**WHAT TO WORK ON:**
Only a number is wanted here: the number of lines of the data that include "exact".

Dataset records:
[Start of section]
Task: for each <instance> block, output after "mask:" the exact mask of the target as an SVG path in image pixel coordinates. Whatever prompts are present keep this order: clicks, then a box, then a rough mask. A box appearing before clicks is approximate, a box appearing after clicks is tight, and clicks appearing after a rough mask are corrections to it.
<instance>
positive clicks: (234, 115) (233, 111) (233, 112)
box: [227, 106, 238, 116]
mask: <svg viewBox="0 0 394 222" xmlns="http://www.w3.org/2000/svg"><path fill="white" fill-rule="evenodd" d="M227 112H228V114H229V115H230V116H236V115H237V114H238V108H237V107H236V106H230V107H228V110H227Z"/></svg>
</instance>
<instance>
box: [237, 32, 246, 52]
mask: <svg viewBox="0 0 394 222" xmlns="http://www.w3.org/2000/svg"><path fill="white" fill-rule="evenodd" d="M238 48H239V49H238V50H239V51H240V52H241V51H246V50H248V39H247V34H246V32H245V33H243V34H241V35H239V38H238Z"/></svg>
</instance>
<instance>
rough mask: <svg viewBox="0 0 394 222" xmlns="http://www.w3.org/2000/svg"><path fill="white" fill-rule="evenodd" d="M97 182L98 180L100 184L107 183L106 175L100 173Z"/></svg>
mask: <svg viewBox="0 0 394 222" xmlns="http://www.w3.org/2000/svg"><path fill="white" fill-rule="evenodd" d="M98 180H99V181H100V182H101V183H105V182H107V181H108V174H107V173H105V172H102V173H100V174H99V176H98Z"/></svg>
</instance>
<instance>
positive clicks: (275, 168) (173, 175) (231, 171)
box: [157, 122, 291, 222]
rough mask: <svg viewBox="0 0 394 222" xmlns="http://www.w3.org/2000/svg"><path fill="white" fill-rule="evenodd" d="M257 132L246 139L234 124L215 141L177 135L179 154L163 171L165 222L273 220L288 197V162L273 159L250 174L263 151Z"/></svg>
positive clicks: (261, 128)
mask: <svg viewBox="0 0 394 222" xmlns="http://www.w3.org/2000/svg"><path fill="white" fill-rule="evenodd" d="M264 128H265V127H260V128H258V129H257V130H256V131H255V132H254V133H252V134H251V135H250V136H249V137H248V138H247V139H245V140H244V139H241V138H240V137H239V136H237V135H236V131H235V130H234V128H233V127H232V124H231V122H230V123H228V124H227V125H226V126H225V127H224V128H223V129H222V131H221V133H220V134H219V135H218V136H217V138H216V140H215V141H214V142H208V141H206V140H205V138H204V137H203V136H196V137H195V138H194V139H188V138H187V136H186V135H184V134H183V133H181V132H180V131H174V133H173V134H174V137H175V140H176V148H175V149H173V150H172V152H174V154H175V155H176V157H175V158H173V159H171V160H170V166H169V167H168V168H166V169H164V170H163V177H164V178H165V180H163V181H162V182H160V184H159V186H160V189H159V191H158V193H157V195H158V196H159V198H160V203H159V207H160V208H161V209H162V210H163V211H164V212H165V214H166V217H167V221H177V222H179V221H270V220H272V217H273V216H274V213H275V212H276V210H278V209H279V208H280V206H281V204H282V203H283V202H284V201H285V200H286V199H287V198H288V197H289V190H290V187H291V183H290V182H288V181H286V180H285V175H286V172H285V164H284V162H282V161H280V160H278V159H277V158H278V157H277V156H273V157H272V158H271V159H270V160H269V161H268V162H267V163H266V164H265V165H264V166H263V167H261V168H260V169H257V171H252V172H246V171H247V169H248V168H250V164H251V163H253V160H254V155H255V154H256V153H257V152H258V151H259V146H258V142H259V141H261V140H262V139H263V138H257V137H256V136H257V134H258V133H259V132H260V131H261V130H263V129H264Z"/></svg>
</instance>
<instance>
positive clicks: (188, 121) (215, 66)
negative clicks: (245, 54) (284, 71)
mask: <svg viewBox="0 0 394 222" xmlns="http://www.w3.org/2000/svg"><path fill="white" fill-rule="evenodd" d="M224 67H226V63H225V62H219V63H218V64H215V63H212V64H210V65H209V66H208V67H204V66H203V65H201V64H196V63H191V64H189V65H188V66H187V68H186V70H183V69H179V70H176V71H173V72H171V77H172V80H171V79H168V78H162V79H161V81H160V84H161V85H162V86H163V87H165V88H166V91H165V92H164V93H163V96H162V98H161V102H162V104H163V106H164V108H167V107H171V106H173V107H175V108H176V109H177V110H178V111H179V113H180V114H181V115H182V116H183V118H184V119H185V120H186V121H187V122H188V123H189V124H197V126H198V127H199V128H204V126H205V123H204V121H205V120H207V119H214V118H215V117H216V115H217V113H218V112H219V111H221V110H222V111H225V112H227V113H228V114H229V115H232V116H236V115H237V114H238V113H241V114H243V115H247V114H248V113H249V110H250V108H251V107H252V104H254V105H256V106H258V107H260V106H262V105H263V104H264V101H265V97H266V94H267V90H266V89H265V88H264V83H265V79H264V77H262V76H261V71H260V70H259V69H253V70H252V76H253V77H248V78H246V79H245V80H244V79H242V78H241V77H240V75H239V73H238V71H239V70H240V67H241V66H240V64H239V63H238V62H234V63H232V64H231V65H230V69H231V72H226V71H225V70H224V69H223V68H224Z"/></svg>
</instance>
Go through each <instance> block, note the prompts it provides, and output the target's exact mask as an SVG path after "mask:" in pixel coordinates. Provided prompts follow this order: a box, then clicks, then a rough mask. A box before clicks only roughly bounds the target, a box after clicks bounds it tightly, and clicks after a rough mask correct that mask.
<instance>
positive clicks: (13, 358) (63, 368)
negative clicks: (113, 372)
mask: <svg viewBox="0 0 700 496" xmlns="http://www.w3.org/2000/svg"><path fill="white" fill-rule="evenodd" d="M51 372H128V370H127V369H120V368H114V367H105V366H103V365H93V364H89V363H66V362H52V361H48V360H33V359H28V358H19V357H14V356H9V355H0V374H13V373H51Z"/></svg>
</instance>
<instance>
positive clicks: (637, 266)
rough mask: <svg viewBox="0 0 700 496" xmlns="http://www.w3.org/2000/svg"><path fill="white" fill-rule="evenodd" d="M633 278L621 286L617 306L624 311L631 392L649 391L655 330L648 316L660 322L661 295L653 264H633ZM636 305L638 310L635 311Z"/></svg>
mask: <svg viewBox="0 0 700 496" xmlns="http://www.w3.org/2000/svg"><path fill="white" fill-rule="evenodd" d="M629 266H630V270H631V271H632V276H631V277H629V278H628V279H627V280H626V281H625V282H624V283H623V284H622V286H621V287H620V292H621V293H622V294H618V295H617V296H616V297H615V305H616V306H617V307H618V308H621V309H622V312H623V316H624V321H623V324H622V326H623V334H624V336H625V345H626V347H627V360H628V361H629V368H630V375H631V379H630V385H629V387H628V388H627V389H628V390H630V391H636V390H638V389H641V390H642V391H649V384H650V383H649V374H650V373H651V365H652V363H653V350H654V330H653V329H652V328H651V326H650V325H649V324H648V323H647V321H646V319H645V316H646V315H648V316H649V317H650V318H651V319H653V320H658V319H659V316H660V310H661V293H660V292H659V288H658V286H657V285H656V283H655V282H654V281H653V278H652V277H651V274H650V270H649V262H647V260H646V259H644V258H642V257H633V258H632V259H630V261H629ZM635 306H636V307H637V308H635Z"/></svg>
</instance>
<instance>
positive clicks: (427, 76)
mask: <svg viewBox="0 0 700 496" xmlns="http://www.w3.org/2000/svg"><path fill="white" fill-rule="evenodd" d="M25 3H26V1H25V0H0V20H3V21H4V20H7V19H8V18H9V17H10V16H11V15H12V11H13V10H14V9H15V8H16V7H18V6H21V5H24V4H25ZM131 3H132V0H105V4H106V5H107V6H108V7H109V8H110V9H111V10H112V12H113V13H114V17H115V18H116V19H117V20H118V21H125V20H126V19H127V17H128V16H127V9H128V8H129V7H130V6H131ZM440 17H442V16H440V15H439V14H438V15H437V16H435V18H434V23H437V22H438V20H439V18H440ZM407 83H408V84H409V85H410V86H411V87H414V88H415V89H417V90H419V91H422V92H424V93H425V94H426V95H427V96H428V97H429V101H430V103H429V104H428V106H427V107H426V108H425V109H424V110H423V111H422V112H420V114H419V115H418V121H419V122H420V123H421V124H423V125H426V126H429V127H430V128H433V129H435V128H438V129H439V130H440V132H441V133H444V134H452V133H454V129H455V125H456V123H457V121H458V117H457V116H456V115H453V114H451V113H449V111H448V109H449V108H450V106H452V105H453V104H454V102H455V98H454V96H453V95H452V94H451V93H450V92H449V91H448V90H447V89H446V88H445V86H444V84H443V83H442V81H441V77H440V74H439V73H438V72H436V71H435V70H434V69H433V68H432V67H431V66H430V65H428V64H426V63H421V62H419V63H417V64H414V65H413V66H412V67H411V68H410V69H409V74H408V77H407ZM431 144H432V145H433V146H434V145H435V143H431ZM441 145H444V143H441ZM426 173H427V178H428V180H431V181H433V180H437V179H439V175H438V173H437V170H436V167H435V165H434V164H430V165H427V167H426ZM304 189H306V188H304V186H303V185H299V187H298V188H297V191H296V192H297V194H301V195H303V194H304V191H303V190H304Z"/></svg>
[End of section]
**ANSWER:**
2